══ Exercise inputs

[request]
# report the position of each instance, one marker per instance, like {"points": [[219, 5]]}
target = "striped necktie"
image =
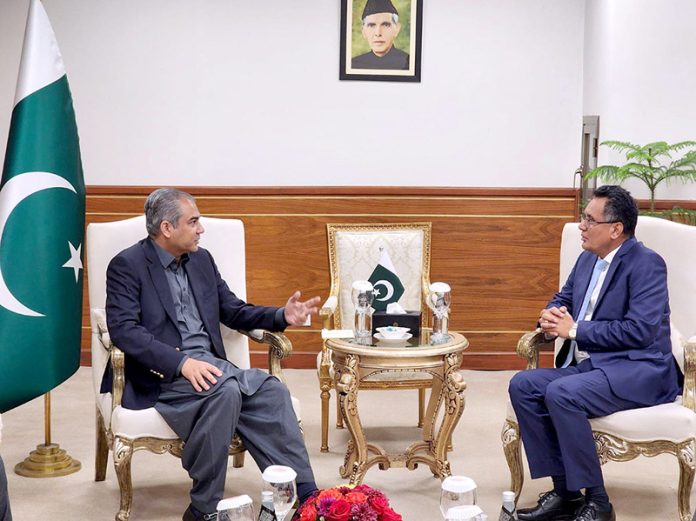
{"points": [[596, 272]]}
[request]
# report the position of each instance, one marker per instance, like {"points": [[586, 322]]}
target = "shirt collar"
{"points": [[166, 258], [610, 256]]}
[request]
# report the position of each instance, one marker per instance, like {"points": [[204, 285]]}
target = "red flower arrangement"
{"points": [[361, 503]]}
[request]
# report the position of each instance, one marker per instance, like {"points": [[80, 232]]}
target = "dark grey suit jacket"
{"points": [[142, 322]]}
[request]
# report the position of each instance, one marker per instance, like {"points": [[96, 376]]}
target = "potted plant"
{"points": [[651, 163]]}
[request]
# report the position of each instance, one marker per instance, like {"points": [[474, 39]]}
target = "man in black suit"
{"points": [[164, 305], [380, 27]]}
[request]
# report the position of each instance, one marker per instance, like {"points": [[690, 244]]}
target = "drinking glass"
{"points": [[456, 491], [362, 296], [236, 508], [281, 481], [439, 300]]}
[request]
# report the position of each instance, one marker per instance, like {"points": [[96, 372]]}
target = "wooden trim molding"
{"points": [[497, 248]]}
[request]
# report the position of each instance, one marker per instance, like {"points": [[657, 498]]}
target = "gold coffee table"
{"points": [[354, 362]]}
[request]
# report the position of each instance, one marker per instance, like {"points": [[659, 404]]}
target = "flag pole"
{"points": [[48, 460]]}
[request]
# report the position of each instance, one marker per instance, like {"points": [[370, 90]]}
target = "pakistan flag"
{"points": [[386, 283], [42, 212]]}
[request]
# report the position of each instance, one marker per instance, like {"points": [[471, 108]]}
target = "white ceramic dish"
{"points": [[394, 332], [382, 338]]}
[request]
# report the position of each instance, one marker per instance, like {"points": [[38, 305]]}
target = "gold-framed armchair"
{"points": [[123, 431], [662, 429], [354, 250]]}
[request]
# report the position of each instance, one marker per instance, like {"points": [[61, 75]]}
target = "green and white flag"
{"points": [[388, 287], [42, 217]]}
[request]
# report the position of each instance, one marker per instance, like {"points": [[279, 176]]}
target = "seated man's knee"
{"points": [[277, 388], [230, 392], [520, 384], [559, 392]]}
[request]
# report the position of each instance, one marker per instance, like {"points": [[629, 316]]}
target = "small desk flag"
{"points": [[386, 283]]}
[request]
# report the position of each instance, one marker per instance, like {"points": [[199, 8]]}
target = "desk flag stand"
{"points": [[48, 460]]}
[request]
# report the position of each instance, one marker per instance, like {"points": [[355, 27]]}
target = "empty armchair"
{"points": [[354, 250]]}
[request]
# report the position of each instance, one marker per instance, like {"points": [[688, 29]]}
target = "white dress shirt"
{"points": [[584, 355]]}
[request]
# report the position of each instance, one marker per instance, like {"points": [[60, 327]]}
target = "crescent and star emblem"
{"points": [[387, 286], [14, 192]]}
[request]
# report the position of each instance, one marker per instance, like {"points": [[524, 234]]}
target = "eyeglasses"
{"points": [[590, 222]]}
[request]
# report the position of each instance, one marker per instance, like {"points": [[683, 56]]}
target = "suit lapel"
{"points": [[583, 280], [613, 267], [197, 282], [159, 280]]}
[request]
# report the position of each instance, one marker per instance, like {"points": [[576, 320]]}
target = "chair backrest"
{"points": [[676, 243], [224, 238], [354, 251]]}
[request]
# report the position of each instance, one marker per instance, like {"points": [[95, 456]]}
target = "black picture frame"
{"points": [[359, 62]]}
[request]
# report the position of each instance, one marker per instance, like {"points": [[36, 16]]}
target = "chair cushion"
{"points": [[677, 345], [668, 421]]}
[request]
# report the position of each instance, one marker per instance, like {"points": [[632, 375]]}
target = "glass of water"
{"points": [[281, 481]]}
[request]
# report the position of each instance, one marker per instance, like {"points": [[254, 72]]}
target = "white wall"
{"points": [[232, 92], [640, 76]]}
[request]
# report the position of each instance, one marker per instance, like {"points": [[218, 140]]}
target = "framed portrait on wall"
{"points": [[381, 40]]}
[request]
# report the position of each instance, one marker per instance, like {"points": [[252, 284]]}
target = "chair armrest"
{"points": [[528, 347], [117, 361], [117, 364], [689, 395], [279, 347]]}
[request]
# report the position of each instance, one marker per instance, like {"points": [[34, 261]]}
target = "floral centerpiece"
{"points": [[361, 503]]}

════

:: Task to complete ::
Your answer should reproduce every line of the data verbatim and include no images.

:: Finished exercise ::
[request]
# report the position of each instance, one marker per instance, like {"points": [[219, 5]]}
target = "striped necktie"
image =
{"points": [[596, 272]]}
[request]
# report the position of each instance, one marker per instance, like {"points": [[586, 322]]}
target = "shirt collar"
{"points": [[166, 258], [610, 256]]}
[request]
# report the position of each instance, one marker per instance, like {"points": [[204, 285]]}
target = "red flower arrangement"
{"points": [[361, 503]]}
[request]
# report the position of each instance, one marker per instance, like {"points": [[80, 232]]}
target = "dark grey suit jacket"
{"points": [[142, 322]]}
[request]
# report the position of each instance, one marker per instance, like {"points": [[96, 376]]}
target = "potted plant"
{"points": [[651, 163]]}
[request]
# report the position of each instance, one marker per instance, like {"points": [[474, 39]]}
target = "man in black suit"
{"points": [[164, 305], [380, 27]]}
[request]
# report the position of each instance, one marker per instance, like {"points": [[690, 244]]}
target = "drinking glass"
{"points": [[456, 491], [362, 296], [236, 508], [281, 481], [439, 300]]}
[request]
# report the position of each instance, one marker per instance, like {"points": [[96, 372]]}
target = "wooden trim molding"
{"points": [[497, 248]]}
[request]
# report the position of each instance, one marker per instance, like {"points": [[657, 498]]}
target = "gold coffee table"
{"points": [[354, 362]]}
[request]
# report the position of each instance, one marker per instance, like {"points": [[659, 404]]}
target = "flag pole"
{"points": [[48, 460]]}
[request]
# report the position of each instance, one marker per instance, like {"points": [[370, 90]]}
target = "pakistan flag"
{"points": [[386, 283], [42, 212]]}
[request]
# report the position of each instance, one marker per instance, like {"points": [[471, 108]]}
target = "white ceramic dish"
{"points": [[394, 332], [382, 338]]}
[request]
# report the position of each instance, one marker per instance, like {"points": [[38, 305]]}
target = "gold-framed armchair"
{"points": [[123, 431], [662, 429], [354, 250]]}
[request]
# report the position of each instance, one marker per instance, like {"points": [[61, 75]]}
target = "green and white flag"
{"points": [[388, 287], [42, 217]]}
[request]
# report the position of each instance, one marker per instance, like {"points": [[279, 176]]}
target = "seated man's knee"
{"points": [[277, 388], [230, 392], [520, 384], [559, 392]]}
[request]
# report the position of each instance, one marker per instance, like {"points": [[629, 316]]}
target = "small desk flag"
{"points": [[386, 283]]}
[request]
# report the position of each instance, one marker per instance, like {"points": [[199, 8]]}
target = "desk flag stand"
{"points": [[48, 460]]}
[request]
# report the position of each instance, one marker per instance, like {"points": [[355, 27]]}
target = "empty armchair"
{"points": [[354, 250]]}
[request]
# report the position of each instance, one marker per instance, like {"points": [[688, 29]]}
target = "white dress shirt"
{"points": [[584, 355]]}
[request]
# report the position of each instance, one marker per instance, like {"points": [[60, 327]]}
target = "crescent and star emblem"
{"points": [[387, 286], [14, 192]]}
[request]
# report the position of each instance, one marker per instance, like {"points": [[524, 234]]}
target = "eyeglasses"
{"points": [[590, 222]]}
[request]
# report the position of each instance, one marker per instance, like {"points": [[683, 56]]}
target = "suit lapel"
{"points": [[583, 280], [613, 267], [197, 282], [159, 280]]}
[request]
# report the position of each instance, one marker per instance, like {"points": [[576, 320]]}
target = "chair backrest"
{"points": [[676, 243], [224, 238], [354, 251]]}
[request]
# report the position of each instance, one marker per instance, like {"points": [[95, 456]]}
target = "black picture frame"
{"points": [[359, 62]]}
[request]
# report the position of each instance, one marker per instance, like {"points": [[36, 16]]}
target = "chair cushion"
{"points": [[677, 345], [668, 421]]}
[request]
# report the position of each instance, one marker per instance, like {"points": [[632, 375]]}
target = "glass of water"
{"points": [[281, 481]]}
[request]
# report the position of each instance, one marker per instance, like {"points": [[254, 72]]}
target = "white wall"
{"points": [[232, 92], [640, 76]]}
[request]
# report the position of each instance, one marker per instance, like {"points": [[218, 140]]}
target = "framed portrait on wall"
{"points": [[381, 40]]}
[request]
# report the position of each instance, one marker per instance, like {"points": [[252, 284]]}
target = "chair armrest"
{"points": [[528, 347], [117, 361], [117, 364], [689, 395], [279, 347]]}
[request]
# report the position of each instance, one marker per instance, like {"points": [[34, 261]]}
target = "floral centerpiece"
{"points": [[361, 503]]}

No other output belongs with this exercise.